▶ **Your objective**
Give back all of the data exactly. Leave nothing out.

▶ **Data extracts**
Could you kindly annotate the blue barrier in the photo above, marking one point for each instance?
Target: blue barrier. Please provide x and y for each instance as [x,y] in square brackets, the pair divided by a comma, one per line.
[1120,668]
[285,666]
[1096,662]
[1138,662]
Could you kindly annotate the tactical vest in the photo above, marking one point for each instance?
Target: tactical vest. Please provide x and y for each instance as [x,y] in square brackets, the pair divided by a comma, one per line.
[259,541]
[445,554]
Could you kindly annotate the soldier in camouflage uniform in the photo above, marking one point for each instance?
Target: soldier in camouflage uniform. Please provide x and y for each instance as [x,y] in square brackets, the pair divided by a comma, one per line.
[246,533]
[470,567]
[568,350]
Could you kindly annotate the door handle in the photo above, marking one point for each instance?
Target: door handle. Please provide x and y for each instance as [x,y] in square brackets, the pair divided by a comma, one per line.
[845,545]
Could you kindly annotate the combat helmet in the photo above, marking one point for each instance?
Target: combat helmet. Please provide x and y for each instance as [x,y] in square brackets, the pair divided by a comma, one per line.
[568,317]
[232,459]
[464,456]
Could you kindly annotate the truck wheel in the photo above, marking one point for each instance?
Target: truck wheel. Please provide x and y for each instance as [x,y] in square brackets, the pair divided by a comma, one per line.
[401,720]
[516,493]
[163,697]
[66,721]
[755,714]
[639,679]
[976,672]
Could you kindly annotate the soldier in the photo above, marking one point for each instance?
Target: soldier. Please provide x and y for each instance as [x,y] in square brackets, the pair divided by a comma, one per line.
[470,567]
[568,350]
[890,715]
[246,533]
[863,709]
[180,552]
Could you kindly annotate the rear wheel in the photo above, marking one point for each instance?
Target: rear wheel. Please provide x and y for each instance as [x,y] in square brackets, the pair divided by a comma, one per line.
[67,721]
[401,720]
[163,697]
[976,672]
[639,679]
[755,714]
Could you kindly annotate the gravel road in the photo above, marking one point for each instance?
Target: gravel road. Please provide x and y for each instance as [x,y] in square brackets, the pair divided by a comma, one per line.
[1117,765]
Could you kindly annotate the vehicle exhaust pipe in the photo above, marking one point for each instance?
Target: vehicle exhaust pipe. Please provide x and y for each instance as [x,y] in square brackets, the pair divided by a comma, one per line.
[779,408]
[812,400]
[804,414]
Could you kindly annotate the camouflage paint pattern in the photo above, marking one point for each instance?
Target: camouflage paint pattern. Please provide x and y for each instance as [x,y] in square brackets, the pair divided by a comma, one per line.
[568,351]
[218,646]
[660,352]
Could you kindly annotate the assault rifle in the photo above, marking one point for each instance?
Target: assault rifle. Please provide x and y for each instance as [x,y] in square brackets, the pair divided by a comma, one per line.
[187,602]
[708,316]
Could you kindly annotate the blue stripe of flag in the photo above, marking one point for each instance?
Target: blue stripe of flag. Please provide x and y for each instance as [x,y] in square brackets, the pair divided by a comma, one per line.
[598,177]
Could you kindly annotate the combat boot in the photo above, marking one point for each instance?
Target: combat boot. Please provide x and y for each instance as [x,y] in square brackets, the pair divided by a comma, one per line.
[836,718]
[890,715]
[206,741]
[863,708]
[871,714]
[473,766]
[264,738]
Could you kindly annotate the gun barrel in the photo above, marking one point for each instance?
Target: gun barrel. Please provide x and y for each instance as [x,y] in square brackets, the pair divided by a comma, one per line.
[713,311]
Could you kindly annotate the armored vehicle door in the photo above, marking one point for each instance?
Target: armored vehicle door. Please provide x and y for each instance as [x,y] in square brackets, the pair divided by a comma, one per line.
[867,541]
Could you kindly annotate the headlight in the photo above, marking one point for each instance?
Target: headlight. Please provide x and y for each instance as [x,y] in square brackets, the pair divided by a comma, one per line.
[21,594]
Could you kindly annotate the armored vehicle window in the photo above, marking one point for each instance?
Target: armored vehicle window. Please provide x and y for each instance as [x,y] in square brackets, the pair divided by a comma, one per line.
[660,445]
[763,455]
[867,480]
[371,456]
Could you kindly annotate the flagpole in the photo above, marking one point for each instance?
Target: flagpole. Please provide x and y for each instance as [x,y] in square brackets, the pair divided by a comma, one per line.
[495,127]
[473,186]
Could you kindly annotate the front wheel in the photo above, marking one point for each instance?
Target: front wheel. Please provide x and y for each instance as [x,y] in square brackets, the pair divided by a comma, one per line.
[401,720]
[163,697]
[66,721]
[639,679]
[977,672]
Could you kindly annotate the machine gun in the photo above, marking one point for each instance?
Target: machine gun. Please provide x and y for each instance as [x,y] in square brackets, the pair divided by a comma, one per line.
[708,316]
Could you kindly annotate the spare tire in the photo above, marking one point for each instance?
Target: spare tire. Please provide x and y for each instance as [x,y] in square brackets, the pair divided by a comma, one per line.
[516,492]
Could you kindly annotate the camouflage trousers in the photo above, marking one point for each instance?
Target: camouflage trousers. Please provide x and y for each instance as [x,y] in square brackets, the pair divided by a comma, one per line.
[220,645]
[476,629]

▶ **Solution to this problem**
Could you kindly annotate the blue barrier in the photo above, marking one point for each instance?
Target: blue barrier. Please provide x and y for each instance as [x,y] in square brackets, the pair divided by a comma, one per line.
[1120,668]
[285,666]
[1096,662]
[1138,662]
Could you kindly annotate the tactical vest in the photo above, marking one point for each instance?
Target: tactical vest. Please provide x and y for each instance as [x,y] in square brackets, the pair divided by a comma, one per line.
[259,541]
[445,554]
Could you kindly annotate the soldier in camouflage uniform in the photo above, marking one point for each instance?
Target: soldier in camouflage uniform. Please provide x and y for each instance as [x,y] in square brackets, the pair divided by a comma, one per line.
[246,533]
[470,567]
[568,350]
Could you kindly annotate the door handle in the photo above, marking one point for each instance?
Target: door handle. Please provide x and y for each instance as [x,y] in square brackets, the pair divided by a comma, one per line.
[845,545]
Could you kindly annotate the combat helmet in the photo above, marking one point for each instance?
Target: combat helmet. Please provide x and y for each instance as [x,y] in square brackets, the pair divided by a comma, one per line.
[568,317]
[232,459]
[464,456]
Could you kindly annotate the truck wheel in the photo above, marking one point for each instance?
Target: truck wheel. Please provide x and y for each instance as [x,y] in square brackets, the pair divided by a comma, one per line.
[401,720]
[516,493]
[163,697]
[66,721]
[755,714]
[639,679]
[976,672]
Could you kindly annotate the soldier in the photo above, marking one point for each instance?
Target: soldier. Please provide x and y for each instance as [x,y] in square brackets, the pair divided by a comma, one per line.
[470,567]
[568,350]
[890,715]
[246,533]
[863,709]
[180,552]
Could you kindly annotate the rear wheel in the photo above, marking one point for each instance?
Target: rear wheel. Please provide x and y for each instance as [x,y] in square brackets, the pair divided by a comma, one per line.
[67,721]
[401,720]
[163,697]
[976,672]
[639,679]
[755,714]
Could you kindly annotate the gravel road in the photo above, marking one point for each instance?
Target: gravel road. Please provide x and y for each instance as [x,y] in square brackets, the pair divided by a comma, one per line.
[1117,765]
Could you kindly annotate the vehicle exhaust pipe in the photo above, marking one point for each instance?
Target: vehicle exhaust pipe. Please provide x and y for each instance as [x,y] in square brackets, the pair divided by a comma, one per line.
[779,408]
[812,400]
[804,414]
Could you kindly annotate the camouflage paint pattern in the photo above, marking one point for each instance?
Target: camouflage paint pattern. Please provide x and y for each instance as [x,y] in square brackets, the pair divided by a comma, one per line.
[568,351]
[218,646]
[660,352]
Could you kindly annotate the assault rifle in the photo above, marking one point for each instance?
Target: assault rifle. Please provide x and y for each instance as [x,y] in square brackets, the pair divided by a comma, one per line.
[187,602]
[708,316]
Could you kindly annotate the blue stripe of flag in the photo above, marking one point for each instance?
Target: blue stripe of flag. Please provide x and y for each instance as [x,y] in square brackets, the pair divided by a comma, one per line.
[598,177]
Could you kindly annotate the combat boot in the photo above, marking one point for each instance?
Target: combat boot. Please provide x and y for each instance as [x,y] in square brackets, the pair divided by a comma, one per line.
[836,718]
[890,715]
[206,741]
[863,708]
[871,714]
[473,766]
[264,738]
Could you kindly annotate the gun barrel in the photo above, marking one point for each instance?
Target: gun barrel. Please provide x and y for each instance as [x,y] in square brackets, the pair divided by a comma, one per line.
[713,311]
Could you kindly annotate the armored vehicle door in the photo above, marking one point for each instance?
Target: armored vehicle door. Please provide x and y for each instance as [x,y] in square brackets, the pair divided by a comma, one per line.
[867,541]
Could you kindly annotate the headlight in the photo above, marking one point for each instance?
Target: headlight. Please provide x and y for each instance as [x,y] in square brackets, the pair divided by a comma, one per line.
[21,594]
Could you kindly annotate the armored vehicle window in the photo above, marking one point for each instance?
Target: armored vehicle window. Please provide x and y for each instance as [x,y] in square brackets, the pair divided by a comma, one per line.
[660,445]
[763,455]
[867,480]
[371,456]
Could you kindly annotate the flagpole in the photo above, marking one point for each instance?
Target: flagpole. Please provide x and y for each instance as [x,y] in square brackets, the pair divided by a comma, one per line.
[495,127]
[473,186]
Could you kindly annotate the front wheel in the photo above, marking one point for each instance?
Target: front wheel. Please provide x and y for each instance as [x,y] in square brackets, the pair divided by a comma, one per line.
[401,720]
[163,697]
[66,721]
[639,679]
[977,672]
Could you kindly annotate the machine gun in the photo above, marking one point for each instance?
Target: machine gun. Please provide x and y for each instance as [x,y] in square brackets, the pair divided by a comma, one per line.
[708,316]
Could you kindly annotate the spare tire in the photo above, marking one point for each instance?
Target: spare tire. Please provide x and y for each instance as [x,y] in square brackets, the pair divided by a comma, one per line.
[516,492]
Could you kindly annotate the camouflage trousers in the photo above, marking one point for each instance?
Target: camouflage trousers. Please provide x and y for each instance as [x,y] in square brackets, the pair divided by a comma, one per line.
[220,645]
[476,629]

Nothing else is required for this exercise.